**Stored dataset items:**
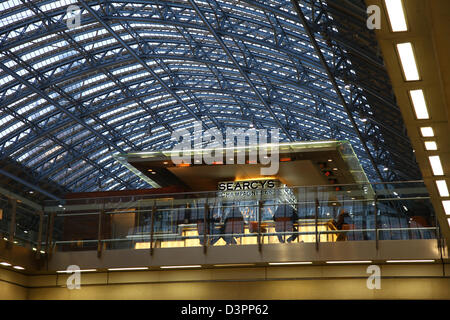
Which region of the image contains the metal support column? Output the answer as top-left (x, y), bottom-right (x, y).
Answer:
top-left (150, 202), bottom-right (156, 256)
top-left (8, 198), bottom-right (16, 243)
top-left (203, 202), bottom-right (209, 254)
top-left (315, 198), bottom-right (319, 251)
top-left (258, 200), bottom-right (263, 252)
top-left (374, 195), bottom-right (379, 250)
top-left (36, 210), bottom-right (44, 259)
top-left (97, 209), bottom-right (104, 258)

**PROBLEM TO WORK ON:**
Only an exact, picture-free copy of the entries counts as the answer.

**EXERCISE RESPONSE:**
Which region of the image contains the metal support column? Output the answer as top-left (x, y), bottom-right (x, y).
Answer:
top-left (150, 202), bottom-right (156, 256)
top-left (8, 198), bottom-right (16, 243)
top-left (203, 202), bottom-right (209, 254)
top-left (315, 198), bottom-right (319, 251)
top-left (258, 200), bottom-right (263, 252)
top-left (374, 195), bottom-right (379, 250)
top-left (36, 210), bottom-right (44, 259)
top-left (97, 209), bottom-right (104, 258)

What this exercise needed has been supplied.